— Begin —

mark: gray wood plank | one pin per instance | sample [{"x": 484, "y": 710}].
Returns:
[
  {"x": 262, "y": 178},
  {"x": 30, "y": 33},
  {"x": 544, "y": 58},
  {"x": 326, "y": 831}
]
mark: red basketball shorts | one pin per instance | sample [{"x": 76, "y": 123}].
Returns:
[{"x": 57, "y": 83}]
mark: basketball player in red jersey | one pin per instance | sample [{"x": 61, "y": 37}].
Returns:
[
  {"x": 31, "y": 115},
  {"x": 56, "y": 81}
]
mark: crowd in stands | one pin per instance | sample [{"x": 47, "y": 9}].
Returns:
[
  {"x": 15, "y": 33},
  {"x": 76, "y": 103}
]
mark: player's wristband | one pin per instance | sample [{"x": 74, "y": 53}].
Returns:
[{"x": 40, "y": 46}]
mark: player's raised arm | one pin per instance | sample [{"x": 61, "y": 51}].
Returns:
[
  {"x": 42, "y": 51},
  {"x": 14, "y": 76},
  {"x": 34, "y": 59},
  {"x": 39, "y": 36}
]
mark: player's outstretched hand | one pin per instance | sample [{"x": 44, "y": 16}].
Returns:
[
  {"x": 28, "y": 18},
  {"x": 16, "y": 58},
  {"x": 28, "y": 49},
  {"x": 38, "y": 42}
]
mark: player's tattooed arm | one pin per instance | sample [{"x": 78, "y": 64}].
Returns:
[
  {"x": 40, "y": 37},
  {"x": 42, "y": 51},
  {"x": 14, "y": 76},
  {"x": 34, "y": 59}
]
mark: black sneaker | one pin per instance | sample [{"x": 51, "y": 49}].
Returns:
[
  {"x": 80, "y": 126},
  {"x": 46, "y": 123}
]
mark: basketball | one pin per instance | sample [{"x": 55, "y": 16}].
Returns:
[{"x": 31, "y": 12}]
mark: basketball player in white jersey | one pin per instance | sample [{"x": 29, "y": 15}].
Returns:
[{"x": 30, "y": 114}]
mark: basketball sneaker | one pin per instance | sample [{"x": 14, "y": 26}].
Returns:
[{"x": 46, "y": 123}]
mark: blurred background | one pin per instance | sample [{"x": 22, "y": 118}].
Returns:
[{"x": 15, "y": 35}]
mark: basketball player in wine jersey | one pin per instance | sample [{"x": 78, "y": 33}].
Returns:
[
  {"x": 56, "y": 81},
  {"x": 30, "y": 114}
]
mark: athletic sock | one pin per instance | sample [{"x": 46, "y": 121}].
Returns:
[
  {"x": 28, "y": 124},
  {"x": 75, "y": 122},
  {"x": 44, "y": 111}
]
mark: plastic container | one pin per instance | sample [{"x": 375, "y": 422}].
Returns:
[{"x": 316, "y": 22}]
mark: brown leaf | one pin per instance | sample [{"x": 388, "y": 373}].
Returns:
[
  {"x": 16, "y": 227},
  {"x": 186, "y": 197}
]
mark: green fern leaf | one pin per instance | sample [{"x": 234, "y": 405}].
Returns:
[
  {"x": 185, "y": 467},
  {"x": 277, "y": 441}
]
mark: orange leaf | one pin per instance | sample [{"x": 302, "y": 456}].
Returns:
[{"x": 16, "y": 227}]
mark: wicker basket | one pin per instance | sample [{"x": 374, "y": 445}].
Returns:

— End —

**TASK DESCRIPTION**
Output verbatim the stretch of lines above, from the line containing "mark: green fern" through the last line, with both ends included.

**COMPLETED EXERCISE**
mark: green fern leaf | one pin per instance | sample [{"x": 234, "y": 405}].
Returns:
[
  {"x": 185, "y": 467},
  {"x": 277, "y": 441}
]
mark: orange leaf | one pin per instance | sample [{"x": 302, "y": 456}].
Returns:
[{"x": 16, "y": 227}]
mark: wicker basket | one pin per instance | sample [{"x": 374, "y": 445}].
Returns:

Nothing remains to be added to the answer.